**Set tasks**
(a) Print the stretch of the Ratatouille essay from "Steve Jobs became" through "in Anaheim, CA).", word for word.
(b) Answer these questions using the Ratatouille essay:
(i) What dollar amount did the Pixar deal come to?
(ii) Who first conceived Ratatouille?
(iii) Which earlier Pixar film is mentioned as having had a similarly low volume of merchandise?
(c) Please pick up the Ratatouille essay at the point where its text stops and keep writing it.

**Reading text**

An Animated Dissection: Does Ratatouille contain metaphors for The Walt Disney Company?
As the mid 2000’s began to roll around, a pall of uncertainty hung over fans of Pixar Animation Studios. With the company getting ready to release Cars, there was a tug-of-war going on between the studio and The Walt Disney Company, with neither side willing to budge.
At stake were millions of dollars that Disney wanted to cash in on asap. At the time, they had quickly assembled a group called Circle 7 Animation, which were tasked with churning out sequels to Pixar films like Toy Story, Finding Nemo, & Monsters, Inc. The writing was on the wall:
“Even though you made those films, we own the characters. You can cry all you want, but we’re gonna make as many sequels as we want, with or without you!”
Luckily, Michael Eisner was ousted as Disney’s CEO, and Bob Iger came onboard. Iger became the peacemaker that was sorely needed, even if his methods were seen as shocking when the deal for Pixar amounted to a $7.4 billion acquisition. But along with keeping one of the world’s most successful studios within the folds of Disney, several of Pixar’s top players came onboard to help Disney as well.
Steve Jobs became one of the biggest shareholders on the company’s board, while Ed Catmull & former Disney animator John Lasseter would oversee the then-floundering feature animation division. John would also come on board to help revive the company’s theme park division (including major input into the just-completed $1.1 billion revamp/expansion of Disney’s California Adventure in Anaheim, CA).
But, I’ve gone off the track and jumped to today. Let’s backtrack to that uncertain period of time. As the Disney/Pixar deal was set to expire, one film remained in limbo regarding what would become of it: Ratatouille.
Originally conceived by Jan Pinkava (director of the award-winning Pixar short, Geri’s Game), the story was revamped by Brad Bird, but held onto the concept of a rat with exquisite culinary tastes, who wants to achieve the impossible: becoming a chef.
At the time, the concept being pitched for the film seemed as head-scratching to alot of people, as John Lasseter’s want of a film about talking cars. Ratatouille was a film that was probably one of the toughest for the studio to market. Probably not since The Incredibles had a Pixar film been released with such a low volume of merchandise (of which the majority was only available at The Disney Store). Even so, it became a surprise (if modest) hit in the United States, and netted Pixar its third Best Animated Feature statuette the following spring at The Academy Awards.
After watching the film a few times, I couldn’t help but wonder about some of its content. The film was being made during a turbulent time between Disney and Pixar, and several points of the film seemed to reflect a bit on both of the studios. I have never really heard anyone do a comparison, so I decided to sit down and write this.

**Material**
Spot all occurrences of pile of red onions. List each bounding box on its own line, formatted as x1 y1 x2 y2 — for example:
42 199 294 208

**Task-by-task results**
(a)
Steve Jobs became one of the biggest shareholders on the company’s board, while Ed Catmull & former Disney animator John Lasseter would oversee the then-floundering feature animation division. John would also come on board to help revive the company’s theme park division (including major input into the just-completed $1.1 billion revamp/expansion of Disney’s California Adventure in Anaheim, CA).

(b)
(i) $7.4 billion
(ii) Jan Pinkava
(iii) The Incredibles

(c)
1) Gusteau and his restaurant = Walt Disney, and The Walt Disney Company
The film’s famous chef Auguste Gusteau is considered to be one of the world’s premier chefs, whose creativity and skills are loved by almost everyone the world over. Gusteau seemed to encourage others to go out and achieve greatness themselves, and just by what they talk about regarding him, he did not shy away from trying things that may or may not work (we hear of such a thing in the film, when Skinner tasks Linguini to prepare the dish ‘Sweet Bread ala Gusteau,’ a recipe that was considered ‘a disaster’).
This was the mantra that Walt Disney worked with through much of his life. He wanted to do things that noone else had considered or achieved. Some of his ideas achieved great success (the creation of Mickey Mouse, and the film Snow White), and others did not fare so well (such as his attempts to elevate the art form of animation with Fantasia in 1940).
2) Remy and his adoration of Gusteau = Pixar Animation Studios
Remy subscribes greatly to Gusteau’s recipes, and at the beginning, we also see him watching some culinary programs, in which Gusteau gives his opinion on food preparation. Here’s one of the quotes:
“You must be imaginative, strong-hearted. You must try things that may not work, and you must not let anyone define your limits because of where you come from. Your only limit is your soul. What I say is true – anyone can cook… but only the fearless can be great.”
This could be seen as metaphorical to how many animators/artisans admired Walt Disney and his studio guys for achieving what many people said were stupid ideas (such as adding sound to film, adding color, and making a full-length ‘cartoon’ film for example).
While Pixar would hold true to their love of Disney, they would also try to break new ground by doing things differently. When they were given the green light to create their own feature-length film, they wanted to go their own way. They didn’t want to ‘copy’ Disney and make a musical or a fairy tale story, or adapt a story into a feature (all of which were popularly being ‘copied’ by Disney’s competitors at the time). Instead, the guys created an original story of their own, and in their daring to be different (but still adhere to the principles of Disney storytelling and animation), crafted something that surprised almost everybody!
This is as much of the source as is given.